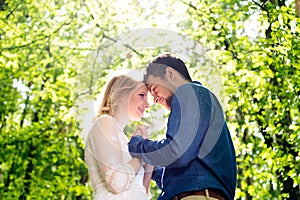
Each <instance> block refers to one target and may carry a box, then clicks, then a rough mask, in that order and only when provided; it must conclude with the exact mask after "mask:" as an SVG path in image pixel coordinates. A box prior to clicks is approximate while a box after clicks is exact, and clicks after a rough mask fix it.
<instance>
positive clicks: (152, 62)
mask: <svg viewBox="0 0 300 200" xmlns="http://www.w3.org/2000/svg"><path fill="white" fill-rule="evenodd" d="M167 67H171V68H173V69H175V70H176V71H178V72H179V73H180V74H181V75H182V76H183V77H184V78H185V79H186V80H187V81H191V82H192V78H191V77H190V74H189V72H188V70H187V68H186V66H185V64H184V62H183V61H182V60H181V59H179V58H176V57H174V56H172V55H170V54H164V55H162V56H159V57H157V58H155V59H154V60H153V61H152V62H150V63H149V64H148V66H147V69H146V74H145V76H144V82H146V81H147V79H148V77H149V76H150V75H152V76H158V77H160V78H163V79H164V76H165V74H166V68H167Z"/></svg>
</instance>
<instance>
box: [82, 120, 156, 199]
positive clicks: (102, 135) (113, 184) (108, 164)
mask: <svg viewBox="0 0 300 200" xmlns="http://www.w3.org/2000/svg"><path fill="white" fill-rule="evenodd" d="M127 143H128V138H127V137H126V135H125V134H124V132H123V131H122V130H121V129H120V128H119V126H118V124H117V122H116V120H115V119H114V118H113V117H111V116H109V115H102V116H101V117H99V118H98V119H97V120H96V121H95V123H94V124H93V127H92V128H91V130H90V132H89V134H88V136H87V139H86V144H85V161H86V163H87V166H88V170H89V177H90V181H91V184H92V187H93V189H94V194H93V197H94V200H147V199H150V198H151V197H150V195H149V196H147V195H146V190H145V188H144V186H143V176H144V169H143V168H141V170H140V172H139V173H138V174H137V175H136V176H135V171H134V169H133V168H132V167H131V166H130V165H129V164H127V163H128V162H129V161H130V160H131V159H132V157H131V156H130V154H129V152H128V147H127Z"/></svg>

☆ ☆ ☆ ☆

• Your instructions:
Copy the records above word for word, but leave out the pictures.

• Exercise result:
Each <instance> block refers to one target and may carry a box, then clicks, then a rough mask, in that order and only when provided; it must conclude with the exact mask after "mask:" as an SVG path in image pixel coordinates. A box prior to clicks is approximate while a box after clicks is exact, and clicks after a rough mask fix it.
<instance>
positive clicks: (152, 62)
mask: <svg viewBox="0 0 300 200" xmlns="http://www.w3.org/2000/svg"><path fill="white" fill-rule="evenodd" d="M167 67H171V68H173V69H175V70H176V71H178V72H179V73H180V74H181V75H182V76H183V77H184V78H185V79H186V80H187V81H191V82H192V78H191V77H190V74H189V72H188V70H187V68H186V66H185V64H184V62H183V61H182V60H181V59H179V58H176V57H174V56H172V55H170V54H164V55H162V56H159V57H157V58H155V59H154V60H153V61H152V62H150V63H149V64H148V66H147V69H146V74H145V76H144V82H146V81H147V79H148V77H149V76H150V75H152V76H158V77H160V78H163V79H164V76H165V74H166V68H167Z"/></svg>
</instance>
<instance>
box: [82, 120, 156, 199]
positive clicks: (102, 135) (113, 184) (108, 164)
mask: <svg viewBox="0 0 300 200" xmlns="http://www.w3.org/2000/svg"><path fill="white" fill-rule="evenodd" d="M127 143H128V138H127V137H126V135H125V134H124V132H123V131H122V130H121V129H120V128H119V126H118V124H117V122H116V120H115V119H114V118H113V117H111V116H109V115H102V116H101V117H99V118H98V119H97V120H96V121H95V123H94V124H93V127H92V128H91V130H90V132H89V134H88V136H87V139H86V144H85V161H86V163H87V166H88V170H89V177H90V181H91V184H92V187H93V189H94V194H93V197H94V200H147V199H150V198H151V197H150V195H149V196H147V195H146V190H145V188H144V186H143V176H144V169H143V168H141V170H140V172H139V173H138V174H137V175H136V176H135V171H134V169H133V168H132V167H131V166H130V165H129V164H127V163H128V162H129V161H130V160H131V159H132V157H131V156H130V154H129V152H128V147H127Z"/></svg>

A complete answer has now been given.